Material supplied:
= = = = =
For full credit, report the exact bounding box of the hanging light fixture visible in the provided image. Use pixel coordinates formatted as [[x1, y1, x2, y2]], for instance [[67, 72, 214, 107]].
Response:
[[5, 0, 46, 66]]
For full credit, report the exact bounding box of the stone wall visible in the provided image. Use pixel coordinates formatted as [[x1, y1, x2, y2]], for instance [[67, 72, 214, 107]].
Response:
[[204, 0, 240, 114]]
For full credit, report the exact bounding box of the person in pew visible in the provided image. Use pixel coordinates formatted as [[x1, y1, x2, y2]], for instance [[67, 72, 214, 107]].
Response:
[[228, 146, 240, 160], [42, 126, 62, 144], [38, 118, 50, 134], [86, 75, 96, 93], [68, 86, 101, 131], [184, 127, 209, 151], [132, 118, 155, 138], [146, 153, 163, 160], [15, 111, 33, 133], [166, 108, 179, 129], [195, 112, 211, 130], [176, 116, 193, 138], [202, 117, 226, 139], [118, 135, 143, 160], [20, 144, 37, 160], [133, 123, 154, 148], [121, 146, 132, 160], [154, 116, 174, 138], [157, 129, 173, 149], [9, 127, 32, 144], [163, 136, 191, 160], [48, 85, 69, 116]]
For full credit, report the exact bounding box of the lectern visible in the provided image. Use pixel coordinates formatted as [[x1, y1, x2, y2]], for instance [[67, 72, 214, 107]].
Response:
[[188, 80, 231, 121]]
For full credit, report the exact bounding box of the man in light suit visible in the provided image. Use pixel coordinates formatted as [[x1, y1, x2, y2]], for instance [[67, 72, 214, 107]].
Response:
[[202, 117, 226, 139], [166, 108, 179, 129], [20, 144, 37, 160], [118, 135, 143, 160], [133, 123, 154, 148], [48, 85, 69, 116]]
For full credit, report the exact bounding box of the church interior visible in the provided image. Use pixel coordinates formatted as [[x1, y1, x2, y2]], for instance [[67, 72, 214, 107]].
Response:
= = = = =
From the listing above, extract every line exactly as it stands.

For full credit, report the exact bounding box of the hanging light fixture visible in the provided image. Use pixel coordinates formatted as [[x1, y1, x2, y2]], for instance [[67, 72, 214, 107]].
Response:
[[5, 0, 46, 66]]
For full credit, report the exact bounding box of the stone wall visible in the provided image. Use pixel coordinates formatted as [[x1, y1, x2, y2]], for instance [[67, 72, 214, 107]].
Response:
[[204, 0, 240, 114]]
For full credit, report the exact bounding box of the person in pew visible in the provided image. Use pixel coordinates formatted as [[x1, y1, x2, y2]], for instance [[67, 72, 214, 107]].
Response:
[[228, 146, 240, 160], [42, 126, 62, 144], [38, 118, 50, 134], [86, 75, 96, 93], [68, 86, 101, 131], [184, 127, 209, 151], [132, 118, 155, 138], [146, 153, 163, 160], [15, 111, 33, 133], [166, 108, 179, 129], [195, 112, 211, 130], [176, 116, 193, 138], [202, 117, 226, 139], [118, 135, 143, 160], [20, 144, 37, 160], [133, 123, 154, 148], [121, 146, 132, 160], [154, 116, 174, 138], [157, 129, 173, 149], [9, 127, 32, 144], [163, 136, 191, 160], [48, 85, 69, 116]]
For full credit, report the exact bounding box of the lectern visible in the provided image. Use pixel coordinates formatted as [[x1, y1, x2, y2]], for instance [[67, 72, 214, 107]].
Response:
[[188, 80, 231, 121]]
For full credit, report the exact bounding box of the man in light suit visible in the provided image. Use pixel coordinates formatted as [[x1, y1, x2, y2]], for instance [[67, 72, 214, 107]].
Response:
[[202, 117, 226, 139], [166, 108, 179, 129], [20, 144, 37, 160], [118, 135, 143, 160], [133, 123, 154, 148], [48, 85, 69, 116]]
For full credit, report the exact bounding box of the church interior visible in the provided image. Use pixel coordinates formatted as [[x1, y1, x2, y2]], for instance [[67, 72, 214, 107]].
Response:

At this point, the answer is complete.